[EXERCISE GOAL] Convert the data below into a two-column CSV with the columns input and output. Give one row for each thing asked, with its full wording under input and its answer under output, each in a single quoted field with line breaks replaced by spaces.

[INFORMATION GIVEN]
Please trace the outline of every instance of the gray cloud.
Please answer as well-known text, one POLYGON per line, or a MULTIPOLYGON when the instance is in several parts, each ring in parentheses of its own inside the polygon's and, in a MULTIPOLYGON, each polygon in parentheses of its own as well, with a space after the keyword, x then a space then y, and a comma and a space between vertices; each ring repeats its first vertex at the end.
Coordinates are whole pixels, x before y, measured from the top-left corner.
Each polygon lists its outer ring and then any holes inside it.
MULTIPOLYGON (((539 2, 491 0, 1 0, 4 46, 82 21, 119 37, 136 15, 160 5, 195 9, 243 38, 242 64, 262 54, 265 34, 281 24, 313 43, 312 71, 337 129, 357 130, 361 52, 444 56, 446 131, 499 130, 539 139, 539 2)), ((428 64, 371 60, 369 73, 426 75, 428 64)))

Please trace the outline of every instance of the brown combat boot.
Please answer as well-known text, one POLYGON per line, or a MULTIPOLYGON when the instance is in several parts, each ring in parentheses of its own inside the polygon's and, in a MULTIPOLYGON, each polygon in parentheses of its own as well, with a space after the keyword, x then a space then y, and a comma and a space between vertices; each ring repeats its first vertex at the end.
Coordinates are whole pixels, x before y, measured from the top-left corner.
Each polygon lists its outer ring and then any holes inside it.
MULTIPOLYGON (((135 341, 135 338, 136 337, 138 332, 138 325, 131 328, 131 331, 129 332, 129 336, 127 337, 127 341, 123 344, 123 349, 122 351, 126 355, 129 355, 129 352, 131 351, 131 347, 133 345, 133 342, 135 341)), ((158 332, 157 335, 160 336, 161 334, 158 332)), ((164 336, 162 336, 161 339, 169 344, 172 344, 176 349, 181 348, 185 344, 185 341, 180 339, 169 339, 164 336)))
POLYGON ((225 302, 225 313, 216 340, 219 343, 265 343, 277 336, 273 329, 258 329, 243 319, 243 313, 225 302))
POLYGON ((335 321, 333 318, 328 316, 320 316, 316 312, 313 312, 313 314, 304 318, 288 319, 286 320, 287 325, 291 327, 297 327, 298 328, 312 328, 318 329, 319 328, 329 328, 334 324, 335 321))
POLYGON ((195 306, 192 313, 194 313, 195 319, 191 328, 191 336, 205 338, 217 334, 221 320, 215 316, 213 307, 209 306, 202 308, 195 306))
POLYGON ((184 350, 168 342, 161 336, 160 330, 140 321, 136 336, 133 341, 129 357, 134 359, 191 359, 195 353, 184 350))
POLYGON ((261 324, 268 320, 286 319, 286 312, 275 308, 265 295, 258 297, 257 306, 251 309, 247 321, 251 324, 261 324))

[FINISHED ANSWER]
input,output
"Please trace the outline of every instance of the gray cloud. Please answer as well-known text, one POLYGON per line, or a MULTIPOLYGON when the instance is in several parts, each ring in parentheses of its own inside the polygon's and, in a MULTIPOLYGON, each polygon in parentheses of its own as well, with a space after the keyword, x then a space then y, and a comma and a space between vertices; each ring repeats its first vertex at the end. Coordinates are whole pixels, x before y, measured from the top-left corner. Each polygon lists its outer ring and then any holes inside it.","MULTIPOLYGON (((539 2, 491 0, 1 0, 4 46, 82 21, 119 37, 136 15, 160 5, 195 9, 243 38, 242 64, 262 54, 265 34, 281 24, 313 43, 312 71, 337 129, 357 130, 361 52, 444 56, 446 131, 499 130, 539 139, 539 2)), ((428 64, 371 60, 369 73, 426 75, 428 64)))"
"Please trace the outline of every instance of the brown combat boot. Please answer as well-known text, one POLYGON per line, or a MULTIPOLYGON when the instance is in several parts, each ring in parentheses of its own inside the polygon's and, in a MULTIPOLYGON, each polygon in parentheses of its own as well, with a space after the keyword, x then a space then y, and a comma and a space between vertices; each ring repeats its first vertex at the end. Coordinates are whole pixels, x before y, measured from the top-left corner. Each polygon lists its outer ring and then any holes inside it.","MULTIPOLYGON (((135 341, 135 338, 136 337, 138 332, 138 325, 131 328, 131 331, 129 332, 129 336, 127 337, 127 341, 123 344, 123 349, 122 351, 126 355, 129 355, 129 352, 131 351, 131 347, 133 345, 133 342, 135 341)), ((158 332, 157 335, 160 336, 161 334, 158 332)), ((164 336, 162 336, 161 339, 169 344, 172 344, 176 349, 181 348, 185 344, 185 341, 180 339, 169 339, 164 336))) POLYGON ((225 302, 225 313, 216 340, 219 343, 265 343, 277 336, 273 329, 258 329, 243 319, 243 313, 225 302)) POLYGON ((335 321, 333 318, 328 316, 320 316, 316 312, 313 312, 313 314, 304 318, 288 319, 286 320, 287 325, 291 327, 297 327, 298 328, 312 328, 318 329, 319 328, 329 328, 334 324, 335 321)) POLYGON ((195 306, 192 313, 194 313, 195 319, 191 328, 191 336, 205 338, 217 334, 221 320, 215 316, 213 307, 209 306, 202 308, 195 306)) POLYGON ((184 350, 168 342, 161 336, 160 330, 140 321, 136 336, 133 341, 129 357, 134 359, 191 359, 195 353, 184 350)) POLYGON ((261 324, 268 320, 286 319, 286 312, 275 308, 265 295, 258 297, 257 306, 251 309, 247 321, 251 324, 261 324))"